• **Material supplied**
··········

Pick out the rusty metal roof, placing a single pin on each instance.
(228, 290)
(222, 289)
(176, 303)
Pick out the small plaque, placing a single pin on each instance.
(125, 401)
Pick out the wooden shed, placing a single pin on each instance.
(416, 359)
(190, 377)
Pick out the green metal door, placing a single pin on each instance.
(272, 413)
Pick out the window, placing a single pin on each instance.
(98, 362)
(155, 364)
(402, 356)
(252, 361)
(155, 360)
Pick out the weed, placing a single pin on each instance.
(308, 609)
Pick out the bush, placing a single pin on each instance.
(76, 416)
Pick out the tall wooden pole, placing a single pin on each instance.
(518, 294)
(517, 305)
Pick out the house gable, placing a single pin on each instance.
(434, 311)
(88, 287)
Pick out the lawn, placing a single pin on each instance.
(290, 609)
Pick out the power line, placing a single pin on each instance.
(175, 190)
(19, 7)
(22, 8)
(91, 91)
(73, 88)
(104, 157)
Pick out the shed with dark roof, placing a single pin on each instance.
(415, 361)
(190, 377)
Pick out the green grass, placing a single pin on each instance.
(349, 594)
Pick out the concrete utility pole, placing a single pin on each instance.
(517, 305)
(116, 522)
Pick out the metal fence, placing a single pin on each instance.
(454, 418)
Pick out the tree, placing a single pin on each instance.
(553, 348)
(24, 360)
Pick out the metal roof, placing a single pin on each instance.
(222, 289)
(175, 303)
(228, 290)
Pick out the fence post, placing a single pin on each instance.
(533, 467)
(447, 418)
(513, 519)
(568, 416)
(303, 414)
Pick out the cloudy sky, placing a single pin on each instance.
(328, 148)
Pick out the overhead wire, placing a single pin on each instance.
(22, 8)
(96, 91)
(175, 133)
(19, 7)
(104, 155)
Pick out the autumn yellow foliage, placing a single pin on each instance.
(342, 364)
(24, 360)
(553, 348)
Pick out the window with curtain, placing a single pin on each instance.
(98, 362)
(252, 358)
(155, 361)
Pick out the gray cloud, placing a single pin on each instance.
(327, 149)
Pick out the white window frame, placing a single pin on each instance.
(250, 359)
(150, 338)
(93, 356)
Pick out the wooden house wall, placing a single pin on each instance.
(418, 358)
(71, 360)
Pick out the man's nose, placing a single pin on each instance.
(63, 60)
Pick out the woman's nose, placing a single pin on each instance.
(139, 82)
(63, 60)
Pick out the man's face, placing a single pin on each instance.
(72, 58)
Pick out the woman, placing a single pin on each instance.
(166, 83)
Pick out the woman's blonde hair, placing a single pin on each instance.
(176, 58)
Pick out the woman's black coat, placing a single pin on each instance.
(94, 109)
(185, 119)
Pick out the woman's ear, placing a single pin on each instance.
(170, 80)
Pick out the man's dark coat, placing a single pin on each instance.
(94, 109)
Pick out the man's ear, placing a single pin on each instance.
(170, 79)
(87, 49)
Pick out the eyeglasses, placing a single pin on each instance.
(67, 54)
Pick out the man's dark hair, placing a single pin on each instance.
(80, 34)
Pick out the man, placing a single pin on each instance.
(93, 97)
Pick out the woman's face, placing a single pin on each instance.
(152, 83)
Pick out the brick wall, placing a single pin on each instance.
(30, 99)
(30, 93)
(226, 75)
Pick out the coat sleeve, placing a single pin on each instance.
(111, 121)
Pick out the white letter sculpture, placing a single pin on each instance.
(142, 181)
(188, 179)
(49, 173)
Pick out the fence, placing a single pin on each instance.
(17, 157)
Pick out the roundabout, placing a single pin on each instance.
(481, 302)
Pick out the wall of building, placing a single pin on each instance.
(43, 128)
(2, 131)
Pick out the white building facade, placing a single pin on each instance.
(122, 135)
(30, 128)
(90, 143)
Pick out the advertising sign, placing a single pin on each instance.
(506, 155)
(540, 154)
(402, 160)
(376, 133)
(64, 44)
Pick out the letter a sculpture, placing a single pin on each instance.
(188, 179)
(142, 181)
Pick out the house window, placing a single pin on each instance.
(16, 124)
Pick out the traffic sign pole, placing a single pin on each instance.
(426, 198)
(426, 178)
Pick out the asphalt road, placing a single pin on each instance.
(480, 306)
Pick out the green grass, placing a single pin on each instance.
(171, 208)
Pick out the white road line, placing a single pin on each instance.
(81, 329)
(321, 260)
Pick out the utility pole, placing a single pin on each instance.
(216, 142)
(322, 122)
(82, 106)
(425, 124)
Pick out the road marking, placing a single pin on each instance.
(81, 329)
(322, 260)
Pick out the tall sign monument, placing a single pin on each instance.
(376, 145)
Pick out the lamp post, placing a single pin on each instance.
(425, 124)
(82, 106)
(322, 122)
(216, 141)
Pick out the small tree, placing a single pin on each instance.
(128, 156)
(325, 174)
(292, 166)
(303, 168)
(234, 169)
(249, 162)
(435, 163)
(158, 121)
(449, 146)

··········

• **Task requirements**
Copy every row above word for word, with no changes.

• **Worked answer**
Pick out the rusty metal roof, placing a single pin on each instance.
(228, 290)
(222, 289)
(176, 303)
Pick out the small plaque, placing a single pin on each instance.
(125, 401)
Pick out the wooden shed, placing a single pin on each instance.
(416, 359)
(190, 377)
Pick out the green metal door, placing a single pin on each instance.
(272, 413)
Pick out the window, placing a single pin on each instance.
(98, 362)
(155, 364)
(402, 356)
(252, 361)
(155, 360)
Pick out the weed, placing a single pin on each instance.
(308, 609)
Pick out the bush, placing a single pin on each instance.
(76, 416)
Pick out the tall wooden pole, placing a single pin on each instance.
(518, 294)
(517, 305)
Pick out the house gable, placing a single pin on each instance.
(434, 311)
(88, 287)
Pick out the lawn, placing a single pin on each instance.
(290, 609)
Pick out the power line, placing a single pin on each instance.
(175, 190)
(19, 7)
(22, 8)
(91, 91)
(73, 88)
(104, 157)
Pick out the shed with dark roof, placing a single pin on each instance.
(415, 361)
(190, 377)
Pick out the green grass, placing a single pin on each instance.
(349, 594)
Pick out the concrete utility pole, placing a single pin on each instance.
(517, 305)
(116, 522)
Pick out the metal fence, placing a single pin on each instance.
(454, 418)
Pick out the tree, placing a single pin on each instance.
(553, 348)
(24, 360)
Pick out the metal roof, placing a single pin on each instance.
(222, 289)
(175, 303)
(228, 290)
Pick out the fence post, placing a single pin on each instance.
(533, 467)
(447, 418)
(513, 519)
(568, 416)
(303, 414)
Pick out the cloudy sky, placing a single pin on each instance.
(328, 148)
Pick out the overhead wire, placing a single pin on each instance.
(22, 8)
(96, 91)
(175, 133)
(19, 7)
(104, 155)
Pick out the autumn yellow foliage, placing a single pin on each instance.
(342, 364)
(24, 360)
(553, 348)
Pick out the window with curtain, placing a single pin on each instance.
(98, 362)
(252, 358)
(155, 361)
Pick out the gray cloud, placing a single pin on each instance.
(327, 149)
Pick out the white window frame, placing a single pin on each instance.
(250, 359)
(150, 338)
(93, 356)
Pick out the wooden house wall, placing a single pin on each instance.
(418, 358)
(71, 360)
Pick out the man's nose, placing a single pin on each instance.
(63, 60)
Pick out the woman's nose, placing a single pin on each instance.
(139, 82)
(63, 60)
Pick out the man's face, placing a single pin on each instance.
(72, 58)
Pick out the woman, placing a single pin on each instance.
(166, 83)
Pick out the woman's blonde hair, placing a single pin on each instance.
(176, 58)
Pick out the woman's black coat, placing a single pin on each instance.
(94, 109)
(185, 119)
Pick out the woman's ear, placing a single pin on each instance.
(170, 80)
Pick out the man's dark coat, placing a single pin on each instance.
(94, 109)
Pick out the man's ear, placing a single pin on each instance.
(170, 79)
(87, 49)
Pick out the eyeglasses, placing a single pin on each instance.
(67, 54)
Pick out the man's dark hair, placing a single pin on each instance.
(80, 34)
Pick out the man, placing a single pin on each instance.
(93, 97)
Pick out the woman's face, placing a single pin on each instance.
(152, 83)
Pick out the brick wall, placing a single pin on each instance.
(30, 99)
(30, 93)
(226, 75)
Pick out the coat sleeve, placing a single pin on each instance.
(111, 121)
Pick out the white letter sculpture, placing a single pin on each instance.
(142, 181)
(188, 179)
(49, 173)
Pick out the fence, placing a single pin on each instance.
(17, 157)
Pick out the roundabout, placing a single pin on each instance.
(481, 302)
Pick out the wall of building, placing a single pin on each instance.
(43, 128)
(2, 131)
Pick out the white building facade, placing a single pin on each instance.
(122, 135)
(30, 128)
(90, 143)
Pick out the advertising sign, placing a single pin on each instance.
(506, 155)
(540, 154)
(402, 160)
(376, 133)
(64, 44)
Pick out the letter a sculpture, placing a single pin on each instance.
(188, 179)
(142, 181)
Pick out the house window, placing a single pin on each instance.
(16, 124)
Pick out the traffic sign pole, placing a single pin on each instance.
(426, 198)
(426, 178)
Pick out the asphalt road, placing a single pin on each instance.
(480, 306)
Pick out the green grass, placing a single pin on each instance.
(171, 208)
Pick out the white road line, placing a single pin on each instance.
(81, 329)
(321, 260)
Pick out the utility pole, placing a single pin on each instance.
(216, 142)
(322, 122)
(82, 106)
(425, 124)
Pick out the road marking, placing a single pin on each instance.
(81, 329)
(322, 260)
Pick out the tall sign monument, placing a single pin on each instance.
(376, 145)
Pick out the lamp post, placing a single pin on each instance.
(425, 124)
(82, 106)
(322, 122)
(216, 141)
Pick out the small tree, placing a single pin on each instance.
(128, 156)
(325, 174)
(292, 166)
(303, 168)
(234, 169)
(249, 162)
(435, 163)
(158, 121)
(449, 146)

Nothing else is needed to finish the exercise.